Show that a morphism of algebraic sets which restricts to finite morphisms of principal sets is finite

I'm looking for some hint towards the solution of the following problem (which is a homework question, so I don't expect a complete solution) with which I'm having unexpected difficulties.

Problem statement: Let $\phi :X\rightarrow Y$ be a morphism between the affine varieties $X=Sp(A)$ and $Y=Sp(B)$. Let also $g_1, \dots ,g_s\in B$ be such that the corresponding principal open subsets $V_i=Y_{g_i}$ cover $Y$. Show that the restriction of $\phi$ to $U_i=\phi^{-1}(V_i)$ being a finite morphism to $V_i$ for all $1\le i\le s$ implies that $\phi$ is finite too.

Attempt at a solution: My ideas are rather vague, but I post them anyway, in case they are of any use. I don't know much machinery yet, so I try to prove the statement almost from the definitions. Let $\phi^\star$ denote the pullback of $\phi$. We want to show that $A$ is finitely generated over $\phi^\star(B)$. If we assume that the restriction of $\phi$ to $U_i$ indeed is finite, I conjecture that we can find a set of generators $\{ a_j \}\subset A$ of $A$ (thereby solving the problem) so that restrictions of the $a_j$ to appropriate $U_i$ generate the corresponding sets of regular functions.

I also suspect that this may be of use: The $U_i$ are principal open sets which cover $X$. Therefore the $\phi^\star (g_i)$ don't all have a common zero, so by a basic result, an arbitrary $a\in A$ can be written $a=\sum_{i=1}^s{f_i(a\phi^\star (g_i))}$, where $f_i\in A$.

All kinds of help is much appreciated!

Edit: By the definition I'm working with, $\phi$ is finite means precisely that $A$ is a finitely generated $B$-module (or equivalently that A is integral over $\phi^\star (B)$ ). So what I'm trying to show is that each $U_i$ being finitely generated over $V_i$ (with $\phi$ restricted accordingly) implies that $A$ is finitely generated over $B$.

* Records shown:
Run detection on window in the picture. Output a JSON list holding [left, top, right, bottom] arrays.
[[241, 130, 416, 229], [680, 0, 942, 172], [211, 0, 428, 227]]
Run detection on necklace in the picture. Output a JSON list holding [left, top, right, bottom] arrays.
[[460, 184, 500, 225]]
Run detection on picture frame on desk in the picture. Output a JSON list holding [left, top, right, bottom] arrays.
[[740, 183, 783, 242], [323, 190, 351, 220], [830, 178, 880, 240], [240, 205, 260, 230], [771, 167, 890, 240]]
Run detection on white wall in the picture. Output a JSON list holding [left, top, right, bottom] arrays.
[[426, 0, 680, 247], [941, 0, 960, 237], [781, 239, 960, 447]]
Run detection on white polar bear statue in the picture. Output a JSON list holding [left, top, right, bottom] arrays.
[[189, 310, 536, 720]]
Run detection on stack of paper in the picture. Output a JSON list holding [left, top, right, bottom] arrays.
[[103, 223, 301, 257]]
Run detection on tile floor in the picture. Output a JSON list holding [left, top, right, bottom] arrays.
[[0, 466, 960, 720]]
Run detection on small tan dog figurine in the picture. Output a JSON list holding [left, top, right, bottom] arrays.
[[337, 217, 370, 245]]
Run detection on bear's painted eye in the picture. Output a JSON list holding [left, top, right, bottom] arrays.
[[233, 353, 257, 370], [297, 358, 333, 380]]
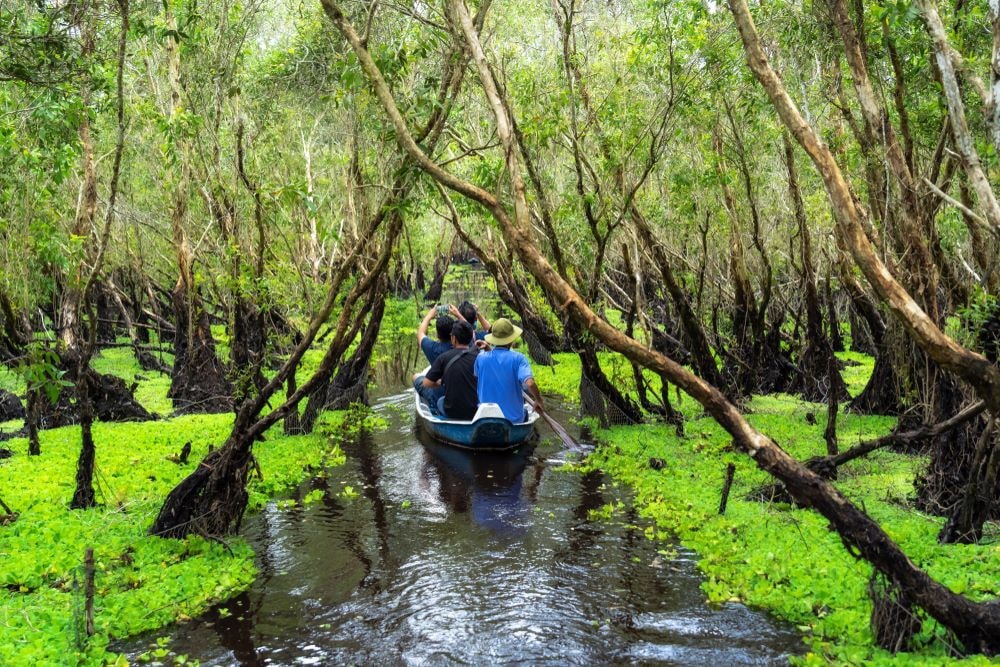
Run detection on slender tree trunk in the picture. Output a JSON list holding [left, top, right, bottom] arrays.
[[322, 0, 1000, 651]]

* Problem 1: Repeat everything in the finite-morphism post from "Attempt at a" down to "where $f_i\in A$.", word for word.
* Problem 2: Continue the finite-morphism post from the point at which it ends.
The records can be set aside, since nothing here depends on them.

* Right answer 1:
Attempt at a solution: My ideas are rather vague, but I post them anyway, in case they are of any use. I don't know much machinery yet, so I try to prove the statement almost from the definitions. Let $\phi^\star$ denote the pullback of $\phi$. We want to show that $A$ is finitely generated over $\phi^\star(B)$. If we assume that the restriction of $\phi$ to $U_i$ indeed is finite, I conjecture that we can find a set of generators $\{ a_j \}\subset A$ of $A$ (thereby solving the problem) so that restrictions of the $a_j$ to appropriate $U_i$ generate the corresponding sets of regular functions.

I also suspect that this may be of use: The $U_i$ are principal open sets which cover $X$. Therefore the $\phi^\star (g_i)$ don't all have a common zero, so by a basic result, an arbitrary $a\in A$ can be written $a=\sum_{i=1}^s{f_i(a\phi^\star (g_i))}$, where $f_i\in A$.

* Right answer 2:
• Do you wish to show directly that $A$ is a finite $B$-module? Working from the definition in e.g Hartshorne does not require us to show this, although it will be true. – Andrew Oct 13 '12 at 22:58
• @Andrew : I have edited my question to hopefully clarify my question and answer yours. – DanielF Oct 14 '12 at 7:05

You can prove a slightly more general result: let $M$ be a $B$-module such that $M_{g_i}$ is finitely generated over $B_{g_i}$ for all $i\le s$, then $M$ is finitely generated.
1. There exist $v_1, \dots, v_m\in M$ whose images in $B_{g_i}$ form a system of generators of $M_{g_i}$ for all $i\le s$.
2. Let $v\in M$. Consider the quotien module $N=(Bv+Bv_1+\dots +Bv_m)/(Bv_1+\dots +Bv_m)$. Then $\bar{v}=0$ in $N_{g_i}$ for all $i$.
3. Conclude that $\bar{v}=0$ (hence $v\in Bv_1+\dots+Bv_m$) using the fact that for any $N\ge 1$, $g_1^N,\dots, g_s^N$ generate the unit ideal of $B$.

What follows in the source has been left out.